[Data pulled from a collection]

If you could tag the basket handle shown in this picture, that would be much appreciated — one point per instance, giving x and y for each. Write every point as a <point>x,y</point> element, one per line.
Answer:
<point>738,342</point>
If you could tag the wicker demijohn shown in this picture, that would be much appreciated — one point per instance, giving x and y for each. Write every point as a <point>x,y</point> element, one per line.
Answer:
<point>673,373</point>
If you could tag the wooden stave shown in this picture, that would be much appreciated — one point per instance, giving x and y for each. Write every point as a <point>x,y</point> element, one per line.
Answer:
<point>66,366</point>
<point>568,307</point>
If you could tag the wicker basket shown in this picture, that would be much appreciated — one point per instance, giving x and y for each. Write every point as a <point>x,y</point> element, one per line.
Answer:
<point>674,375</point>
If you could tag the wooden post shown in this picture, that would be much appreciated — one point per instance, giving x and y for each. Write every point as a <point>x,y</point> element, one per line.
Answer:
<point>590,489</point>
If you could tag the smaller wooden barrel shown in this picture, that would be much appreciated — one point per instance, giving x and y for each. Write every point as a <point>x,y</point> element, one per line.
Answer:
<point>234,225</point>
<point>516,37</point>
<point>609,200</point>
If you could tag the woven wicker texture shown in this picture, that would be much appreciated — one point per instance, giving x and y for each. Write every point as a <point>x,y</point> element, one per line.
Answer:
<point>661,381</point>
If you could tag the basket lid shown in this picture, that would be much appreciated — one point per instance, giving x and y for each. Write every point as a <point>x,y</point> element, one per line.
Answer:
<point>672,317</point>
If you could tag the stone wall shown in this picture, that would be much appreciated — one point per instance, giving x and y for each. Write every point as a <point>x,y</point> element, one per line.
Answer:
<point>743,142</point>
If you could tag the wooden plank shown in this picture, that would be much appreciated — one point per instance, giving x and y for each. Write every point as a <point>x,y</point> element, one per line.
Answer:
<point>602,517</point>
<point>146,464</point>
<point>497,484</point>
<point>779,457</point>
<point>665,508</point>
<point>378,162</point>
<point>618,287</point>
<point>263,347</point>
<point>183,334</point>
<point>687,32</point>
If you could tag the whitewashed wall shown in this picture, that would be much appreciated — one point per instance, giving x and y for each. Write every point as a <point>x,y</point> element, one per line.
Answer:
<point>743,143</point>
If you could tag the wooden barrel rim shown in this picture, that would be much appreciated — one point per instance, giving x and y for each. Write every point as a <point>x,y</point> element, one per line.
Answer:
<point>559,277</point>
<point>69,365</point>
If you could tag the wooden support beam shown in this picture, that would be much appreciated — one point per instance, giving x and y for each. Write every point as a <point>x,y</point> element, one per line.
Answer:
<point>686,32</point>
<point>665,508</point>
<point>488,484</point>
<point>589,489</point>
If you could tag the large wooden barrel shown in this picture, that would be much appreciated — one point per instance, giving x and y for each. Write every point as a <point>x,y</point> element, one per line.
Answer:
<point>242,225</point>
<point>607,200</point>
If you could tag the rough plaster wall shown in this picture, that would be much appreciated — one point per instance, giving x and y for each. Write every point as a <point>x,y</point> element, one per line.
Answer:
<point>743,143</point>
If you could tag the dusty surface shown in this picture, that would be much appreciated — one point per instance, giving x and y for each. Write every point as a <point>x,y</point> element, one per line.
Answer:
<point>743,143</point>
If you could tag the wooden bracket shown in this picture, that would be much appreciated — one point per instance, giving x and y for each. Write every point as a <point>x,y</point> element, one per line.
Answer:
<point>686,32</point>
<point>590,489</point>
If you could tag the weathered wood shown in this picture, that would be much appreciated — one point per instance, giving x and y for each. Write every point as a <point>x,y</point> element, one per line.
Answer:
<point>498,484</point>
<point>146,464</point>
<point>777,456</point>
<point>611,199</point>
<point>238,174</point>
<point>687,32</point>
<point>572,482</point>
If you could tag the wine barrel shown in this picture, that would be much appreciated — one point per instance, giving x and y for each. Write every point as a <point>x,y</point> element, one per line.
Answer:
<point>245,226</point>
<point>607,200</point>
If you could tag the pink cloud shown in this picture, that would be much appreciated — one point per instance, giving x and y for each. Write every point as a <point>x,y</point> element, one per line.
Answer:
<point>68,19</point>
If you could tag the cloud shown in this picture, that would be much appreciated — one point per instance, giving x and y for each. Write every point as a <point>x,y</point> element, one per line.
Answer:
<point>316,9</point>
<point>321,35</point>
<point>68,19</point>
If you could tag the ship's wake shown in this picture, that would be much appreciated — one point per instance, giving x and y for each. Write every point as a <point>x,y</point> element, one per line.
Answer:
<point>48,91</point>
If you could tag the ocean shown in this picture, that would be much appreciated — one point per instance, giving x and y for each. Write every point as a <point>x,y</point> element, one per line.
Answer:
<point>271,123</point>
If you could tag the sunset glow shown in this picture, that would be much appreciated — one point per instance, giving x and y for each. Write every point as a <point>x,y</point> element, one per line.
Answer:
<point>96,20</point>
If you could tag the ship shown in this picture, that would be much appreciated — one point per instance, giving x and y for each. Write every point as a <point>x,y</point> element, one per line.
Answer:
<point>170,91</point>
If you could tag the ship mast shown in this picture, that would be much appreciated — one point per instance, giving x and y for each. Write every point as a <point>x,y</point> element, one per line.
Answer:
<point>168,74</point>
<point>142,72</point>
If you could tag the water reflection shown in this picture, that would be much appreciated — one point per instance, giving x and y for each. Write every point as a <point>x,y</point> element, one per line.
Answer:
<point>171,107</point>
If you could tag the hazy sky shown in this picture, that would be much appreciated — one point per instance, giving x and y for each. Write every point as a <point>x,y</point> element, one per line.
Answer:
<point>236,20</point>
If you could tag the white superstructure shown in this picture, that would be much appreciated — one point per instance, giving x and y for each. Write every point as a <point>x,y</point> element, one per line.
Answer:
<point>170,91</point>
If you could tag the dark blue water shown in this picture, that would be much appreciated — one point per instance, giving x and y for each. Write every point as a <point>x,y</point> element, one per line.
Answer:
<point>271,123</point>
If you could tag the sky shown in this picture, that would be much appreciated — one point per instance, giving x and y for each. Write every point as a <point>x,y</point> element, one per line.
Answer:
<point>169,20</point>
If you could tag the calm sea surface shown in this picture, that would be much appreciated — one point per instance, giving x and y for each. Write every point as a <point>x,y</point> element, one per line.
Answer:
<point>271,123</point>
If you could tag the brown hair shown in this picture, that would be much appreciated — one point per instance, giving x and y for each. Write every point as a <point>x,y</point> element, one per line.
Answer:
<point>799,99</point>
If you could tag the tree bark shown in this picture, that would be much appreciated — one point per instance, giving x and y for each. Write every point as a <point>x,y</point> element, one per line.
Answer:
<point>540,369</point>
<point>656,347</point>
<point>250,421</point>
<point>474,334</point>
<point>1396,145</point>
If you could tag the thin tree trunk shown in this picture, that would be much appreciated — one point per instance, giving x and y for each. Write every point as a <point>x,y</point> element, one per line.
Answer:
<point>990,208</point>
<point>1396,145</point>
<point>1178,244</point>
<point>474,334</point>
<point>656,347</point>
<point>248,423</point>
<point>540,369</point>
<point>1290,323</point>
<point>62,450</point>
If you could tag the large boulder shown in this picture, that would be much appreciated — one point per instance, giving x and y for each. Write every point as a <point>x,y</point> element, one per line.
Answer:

### To do
Output the records from the line with "If you could tag the ship's" up to and including the line with "<point>96,20</point>" as a two-column CSV with the headers request and answer, one row per record. Put each field in quotes and turn any line breaks into spaces.

### Full solution
request,answer
"If you could tag the ship's wake shown in this picture, that would be much appreciated — one point per instance, giving x and y for each. Write every point as a <point>x,y</point> element, one per line. Answer:","<point>48,91</point>"
"If you could tag the ocean shown in this picture, that would be much appreciated — one point per instance, giving x and y for each. Write every point as a <point>x,y</point> element, one per line. Answer:","<point>271,123</point>"
"If you could tag the sunset glow shown in this picture, that would be much appreciated — one point per instance, giving x and y for each. Write every point as a <point>x,y</point> element, one per line. Answer:","<point>96,20</point>"